_What is needed_
Copy out every line of the entries below without any change, and leave the pictures out.

_Dataset rows_
☆ ☆ ☆ ☆ ☆ ☆ ☆
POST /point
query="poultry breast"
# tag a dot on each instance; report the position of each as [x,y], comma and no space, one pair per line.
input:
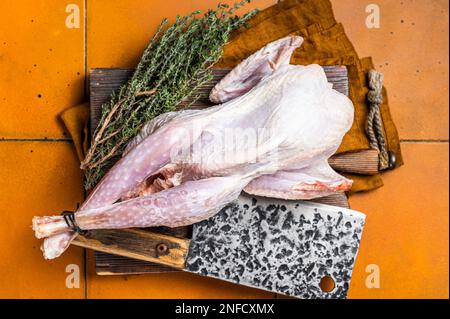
[271,135]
☆ ☆ ☆ ☆ ☆ ☆ ☆
_Response to this exercise_
POST /point
query="poultry breast"
# tag a dot on each instance; report the position of each as [x,y], comma and no space, one pair per line.
input:
[271,135]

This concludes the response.